§ Document segment
--------
To mark autumn, though I am currently living in Florida, the sub-tropics, I would like to bring you something very brief from the late Henry Beston, the writer/naturalist who lived of an on for a couple of years in the mid-1920 in a 16×20 wooden dwelling he called Outermost House, two miles north of the Nauset Coast Guard Station, in Eastham on Cape Cod.
Beston escaped to his little retreat for peace and solitude, spiritually shaken by his experiences serving as an ambulance driver and in other roles during World War I.
This is how the chapter begins that’s called AUTUMN, OCEAN, AND BIRDS
There is a new sound on the beach, and a greater sound. Slowly, and day by day, the surf grows heavier, and down the long miles of the beach, at the lonely stations, men hear the coming winter in the roar. Mornings and evenings grow cold, the northwest wind grows cold; the last crescent of the month’s moon, discovered by chance in a pale morning sky, stands north of the sun. Autumn ripens faster on the beach than on the marshes and the dunes. Westward and landward there is color; sea-sky, the dying grasses on the dune tops’ rim tremble and lean seaward in the wind, wraiths of sand course flat along the beach, the hiss of sand mingles its thin stridency with the new thunder of the sea.
--------
§ Material
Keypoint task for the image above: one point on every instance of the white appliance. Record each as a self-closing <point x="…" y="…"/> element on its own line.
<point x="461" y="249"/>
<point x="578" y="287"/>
--------
§ Written request
In the passage about Henry Beston, what did he serve as during World War I?

§ Final result
An ambulance driver, among other roles.